| Preview |
Abstract
Many currently producing shale-gas reservoirs are overmature oil-prone source
rocks. Through burial and heating these reservoirs evolve from
organic-matter-rich mud deposited in marine, lacustrine, or swamp environments.
Key characterization parameters are: total organic carbon (TOC), maturity level
(vitrinite reflectance), mineralogy, thickness, and organic matter type.
Hydrogento-carbon (HI) and oxygen-to-carbon (OI) ratios are used to classify
organic matter that ranges from oil-prone algal and herbaceous to gas-prone
woody/coaly material.
Although organic-matter-rich intervals can be hundreds of meters thick,
vertical variability in TOC is high (<1-3 meters) and is controlled by
stratigraphic and biotic factors. In general, the fundamental geologic building
block of shale-gas reservoirs is the parasequence, and commonly 10’s to 100’s
of parasequences comprise the organic-rich formation whose lateral continuity
can be estimated using techniques and models developed for source rocks.

• About this exercise: According to the abstract on shale-gas reservoirs, what is the fundamental geologic building block of these reservoirs?

Items from a data source:
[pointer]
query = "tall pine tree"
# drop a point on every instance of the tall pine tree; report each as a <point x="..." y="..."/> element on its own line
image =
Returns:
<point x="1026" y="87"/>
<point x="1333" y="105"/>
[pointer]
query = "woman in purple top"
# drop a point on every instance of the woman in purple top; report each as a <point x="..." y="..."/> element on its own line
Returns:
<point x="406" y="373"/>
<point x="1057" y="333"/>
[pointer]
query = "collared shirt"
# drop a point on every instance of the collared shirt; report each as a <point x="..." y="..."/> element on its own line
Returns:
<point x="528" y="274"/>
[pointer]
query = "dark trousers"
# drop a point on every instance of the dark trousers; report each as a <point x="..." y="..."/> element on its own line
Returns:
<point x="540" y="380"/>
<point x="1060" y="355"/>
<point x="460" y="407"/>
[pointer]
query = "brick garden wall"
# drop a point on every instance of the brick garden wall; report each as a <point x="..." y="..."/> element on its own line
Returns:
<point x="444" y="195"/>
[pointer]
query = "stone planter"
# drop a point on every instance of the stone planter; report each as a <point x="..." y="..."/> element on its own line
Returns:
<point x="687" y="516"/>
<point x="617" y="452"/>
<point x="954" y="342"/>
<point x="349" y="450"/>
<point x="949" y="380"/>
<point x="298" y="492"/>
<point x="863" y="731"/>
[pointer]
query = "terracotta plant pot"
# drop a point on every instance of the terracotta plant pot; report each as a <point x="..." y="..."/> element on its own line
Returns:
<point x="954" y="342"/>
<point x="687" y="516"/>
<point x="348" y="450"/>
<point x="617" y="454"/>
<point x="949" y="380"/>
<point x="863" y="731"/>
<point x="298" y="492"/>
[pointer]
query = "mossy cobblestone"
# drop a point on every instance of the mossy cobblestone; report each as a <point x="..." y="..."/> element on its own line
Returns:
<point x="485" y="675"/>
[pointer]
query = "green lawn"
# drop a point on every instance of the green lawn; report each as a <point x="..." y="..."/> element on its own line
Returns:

• Exercise answer: The parasequence.